* PROVIDED TEXT:
· · ·
The original jurisdiction of this court is restricted to cases affecting ambassadors or other public ministers, and consuls, and those in which a state shall be a party. In all other cases within the judicial powers of the union, it can exercise only an appellate jurisdiction. The former it possesses independently of the will of any other constituent branch of the general government. Without a violation of the constitution, that division of our jurisdiction can neither be restricted or extended. In the latter its powers are subjected to the will of the legislature of the union, and it can exercise appellate jurisdiction in no case, unless expressly authorised to do so by the laws of congress. If I understand the case of Marbury v. Madison, it maintains this doctrine in its full extent. I cannot see how it could ever have been controverted.
It is incumbent, then, I presume, on the counsel, in order to maintain their motion, to prove that the issuing of this writ is an act within the power of this court in its original jurisdiction, or that, in its appellate capacity, the power is expressly given by the laws of congress.
This it is attempted to do, by the fourteenth and thirty-third sections of the judiciary act, and the cases of Hamilton and Burford, which occurred in this court, the former in 1795, the latter in 1806.
How far their position is supported by that act and those cases, will now be the subject of my inquiry.
With a very unnecessary display of energy and pathos, this court has been imperatively called upon to extend to the prisoners the benefit of precedent. I am far, very far, from denying the general authority of adjudications. Uniformity in decisions is often as important as their abstract justice. But I deny that a court is precluded from the right or exempted from the necessity of examining into the correctness or consistency of its own [8 U.S. 75, 104] decisions, or those of any other tribunal. If I need precedent to support me in this doctrine, I will cite the example of this court, which, in the case of the United States v. Moore, February, 1805, acknowledged that in the case of the United States v. Sims, February, 1803, it had exercised a jurisdiction it did not possess. Strange indeed would be the doctrine, that an inadvertency once committed by a court shall ever after impose on it the necessity of persisting in its error. A case that cannot be tested by principle is not law, and in a thousand instances have such cases been declared so by courts of justice.
The claim of the prisoners, as founded on precedent, stands thus. The case of Hamilton was strikingly similar to the present. The prisoner had been committed by order of the district judge on a charge of high treason. A writ of habeas corpus was issued by the supreme court, and the prisoner bailed by their order. The case of Burford was also strictly parallel to the present; but the writ in the latter case having been issued expressly on the authority of the former, it is presumed that it gives no additional force to the claim of the prisoners, but must rest on the strength of the case upon which the court acted.
· · ·
* SHORT PROBLEM A:
Translate this sentence from the court opinion excerpt into French: "Uniformity in decisions is often as important as their abstract justice."

(Data extracted from a collection)
· · ·
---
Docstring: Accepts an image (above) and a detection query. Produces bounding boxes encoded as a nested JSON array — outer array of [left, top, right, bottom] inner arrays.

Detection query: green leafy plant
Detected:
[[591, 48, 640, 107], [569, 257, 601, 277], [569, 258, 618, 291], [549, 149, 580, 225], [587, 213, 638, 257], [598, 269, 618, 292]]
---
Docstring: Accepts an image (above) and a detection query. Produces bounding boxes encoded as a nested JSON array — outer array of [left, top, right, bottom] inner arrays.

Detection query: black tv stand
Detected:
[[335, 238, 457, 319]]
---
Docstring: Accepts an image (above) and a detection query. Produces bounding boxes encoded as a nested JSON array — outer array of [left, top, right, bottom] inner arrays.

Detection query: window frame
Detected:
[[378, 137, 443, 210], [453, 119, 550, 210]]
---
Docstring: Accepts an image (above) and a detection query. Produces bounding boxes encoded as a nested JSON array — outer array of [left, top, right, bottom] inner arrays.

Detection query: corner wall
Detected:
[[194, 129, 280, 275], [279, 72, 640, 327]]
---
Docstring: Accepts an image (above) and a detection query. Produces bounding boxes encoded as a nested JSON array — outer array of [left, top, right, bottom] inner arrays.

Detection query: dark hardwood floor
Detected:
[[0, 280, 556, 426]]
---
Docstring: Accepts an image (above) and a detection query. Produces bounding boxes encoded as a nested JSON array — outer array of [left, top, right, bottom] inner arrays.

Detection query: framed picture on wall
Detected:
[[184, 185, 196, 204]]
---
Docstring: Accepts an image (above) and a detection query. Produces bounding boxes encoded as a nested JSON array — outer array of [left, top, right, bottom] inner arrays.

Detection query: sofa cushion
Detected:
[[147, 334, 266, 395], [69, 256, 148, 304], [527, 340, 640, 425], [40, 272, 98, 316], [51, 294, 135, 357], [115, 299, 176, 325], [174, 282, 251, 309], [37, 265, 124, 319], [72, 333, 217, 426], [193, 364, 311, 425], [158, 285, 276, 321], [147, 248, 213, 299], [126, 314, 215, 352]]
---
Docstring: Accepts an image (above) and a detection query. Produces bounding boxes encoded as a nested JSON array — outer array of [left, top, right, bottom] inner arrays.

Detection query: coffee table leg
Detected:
· · ·
* SHORT PROBLEM B:
Rewrite the records from the first line up to and including the line containing "[[184, 185, 196, 204]]", replacing "Detected" with "Found" and leaving everything else unchanged.

* CORRECT ANSWER A:
L'uniformité des décisions est souvent aussi importante que leur justice abstraite.

* CORRECT ANSWER B:
---
Docstring: Accepts an image (above) and a detection query. Produces bounding boxes encoded as a nested JSON array — outer array of [left, top, right, bottom] inner arrays.

Detection query: green leafy plant
Found:
[[591, 48, 640, 107], [569, 257, 601, 277], [569, 258, 618, 291], [549, 149, 580, 225], [587, 213, 638, 257], [598, 269, 618, 292]]
---
Docstring: Accepts an image (above) and a detection query. Produces bounding boxes encoded as a nested JSON array — outer array of [left, top, right, bottom] inner arrays.

Detection query: black tv stand
Found:
[[335, 238, 457, 319]]
---
Docstring: Accepts an image (above) and a detection query. Produces bounding boxes encoded as a nested JSON array — outer array of [left, top, right, bottom] inner arrays.

Detection query: window frame
Found:
[[378, 137, 443, 210], [453, 119, 550, 210]]
---
Docstring: Accepts an image (above) and a detection query. Produces bounding boxes encoded as a nested JSON array — outer array of [left, top, right, bottom] inner arrays.

Detection query: corner wall
Found:
[[194, 129, 280, 275], [279, 72, 640, 327]]
---
Docstring: Accepts an image (above) and a detection query. Produces bounding boxes encoded as a nested JSON array — outer array of [left, top, right, bottom] inner arrays.

Detection query: dark hardwood floor
Found:
[[0, 280, 556, 426]]
---
Docstring: Accepts an image (above) and a detection query. Produces bounding boxes encoded as a nested JSON array — outer array of [left, top, right, bottom] inner arrays.

Detection query: framed picture on wall
Found:
[[184, 185, 196, 204]]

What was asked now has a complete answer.